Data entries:
****************
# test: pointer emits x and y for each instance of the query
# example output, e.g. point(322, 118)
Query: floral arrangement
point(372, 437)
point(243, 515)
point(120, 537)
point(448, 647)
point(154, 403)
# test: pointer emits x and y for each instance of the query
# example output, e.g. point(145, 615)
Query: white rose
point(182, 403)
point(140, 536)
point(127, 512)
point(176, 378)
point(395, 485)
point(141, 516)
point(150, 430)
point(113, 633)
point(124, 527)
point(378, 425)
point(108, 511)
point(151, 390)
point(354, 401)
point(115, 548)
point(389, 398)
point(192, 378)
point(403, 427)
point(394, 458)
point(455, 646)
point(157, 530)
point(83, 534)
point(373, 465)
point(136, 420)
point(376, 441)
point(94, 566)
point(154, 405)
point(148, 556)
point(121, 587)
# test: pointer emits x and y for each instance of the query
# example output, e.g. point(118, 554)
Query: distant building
****************
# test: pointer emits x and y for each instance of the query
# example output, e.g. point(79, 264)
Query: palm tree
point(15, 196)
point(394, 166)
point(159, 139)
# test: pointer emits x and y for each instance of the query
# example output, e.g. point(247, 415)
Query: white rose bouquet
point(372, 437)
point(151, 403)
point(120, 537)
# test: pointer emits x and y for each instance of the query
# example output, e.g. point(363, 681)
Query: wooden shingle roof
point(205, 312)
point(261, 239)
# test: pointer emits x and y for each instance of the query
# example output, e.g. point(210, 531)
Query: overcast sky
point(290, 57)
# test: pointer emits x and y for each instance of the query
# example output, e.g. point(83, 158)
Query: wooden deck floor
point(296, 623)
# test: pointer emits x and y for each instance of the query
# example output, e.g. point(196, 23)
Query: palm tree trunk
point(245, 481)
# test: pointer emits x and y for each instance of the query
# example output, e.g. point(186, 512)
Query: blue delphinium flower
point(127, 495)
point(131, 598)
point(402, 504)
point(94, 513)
****************
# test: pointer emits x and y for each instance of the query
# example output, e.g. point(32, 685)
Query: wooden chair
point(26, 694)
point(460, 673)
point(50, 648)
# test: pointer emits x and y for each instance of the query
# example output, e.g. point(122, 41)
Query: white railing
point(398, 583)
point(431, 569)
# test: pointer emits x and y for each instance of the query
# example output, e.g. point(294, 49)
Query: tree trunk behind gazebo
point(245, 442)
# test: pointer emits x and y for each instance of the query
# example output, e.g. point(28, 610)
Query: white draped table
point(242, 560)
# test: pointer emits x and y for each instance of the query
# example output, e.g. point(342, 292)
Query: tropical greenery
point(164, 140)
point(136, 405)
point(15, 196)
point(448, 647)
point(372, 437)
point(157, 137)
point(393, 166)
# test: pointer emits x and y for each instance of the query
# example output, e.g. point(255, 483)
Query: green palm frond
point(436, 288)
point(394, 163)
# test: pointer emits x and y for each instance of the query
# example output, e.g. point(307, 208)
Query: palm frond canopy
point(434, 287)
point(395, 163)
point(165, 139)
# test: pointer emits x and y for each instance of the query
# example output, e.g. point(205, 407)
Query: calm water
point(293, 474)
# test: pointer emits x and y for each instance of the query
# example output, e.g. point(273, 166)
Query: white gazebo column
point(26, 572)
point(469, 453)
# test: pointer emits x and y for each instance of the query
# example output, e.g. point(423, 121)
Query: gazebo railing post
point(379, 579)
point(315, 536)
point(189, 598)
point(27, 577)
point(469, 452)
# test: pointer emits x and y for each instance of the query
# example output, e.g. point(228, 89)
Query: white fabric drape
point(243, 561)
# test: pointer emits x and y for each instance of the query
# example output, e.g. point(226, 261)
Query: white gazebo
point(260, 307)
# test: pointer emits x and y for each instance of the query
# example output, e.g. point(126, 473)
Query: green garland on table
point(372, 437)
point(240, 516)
****************
**Activity**
Using the data above, transcribe the lines that run from the line with "Query: white railing" to the line with "# example output, e.g. point(273, 166)", both ends kept, and output nothing else.

**Written response**
Query: white railing
point(398, 583)
point(431, 569)
# test: pointer emits x and y for each instance of the query
# example output, e.g. point(294, 49)
Query: tree trunk behind gazebo
point(245, 442)
# test: pointer emits x and y for each instance of the query
# example output, e.g. point(28, 610)
Query: white draped table
point(242, 560)
# test: pointer emits x and y for each instance of the query
# example output, e.g. point(342, 292)
Query: tropical greenery
point(164, 140)
point(136, 405)
point(15, 196)
point(448, 647)
point(372, 437)
point(157, 137)
point(393, 166)
# test: pointer emits x and y for each instance of the query
# example output, e.g. point(255, 483)
Query: green palm frond
point(436, 288)
point(394, 163)
# test: pointer emits x and y for each instance of the query
# example output, e.g. point(307, 208)
Query: palm frond canopy
point(434, 287)
point(395, 163)
point(165, 139)
# test: pointer emits x and y for each instance of the query
# example output, e.g. point(205, 407)
Query: calm water
point(293, 474)
# test: pointer emits x and y for each instance of the query
# example output, e.g. point(273, 166)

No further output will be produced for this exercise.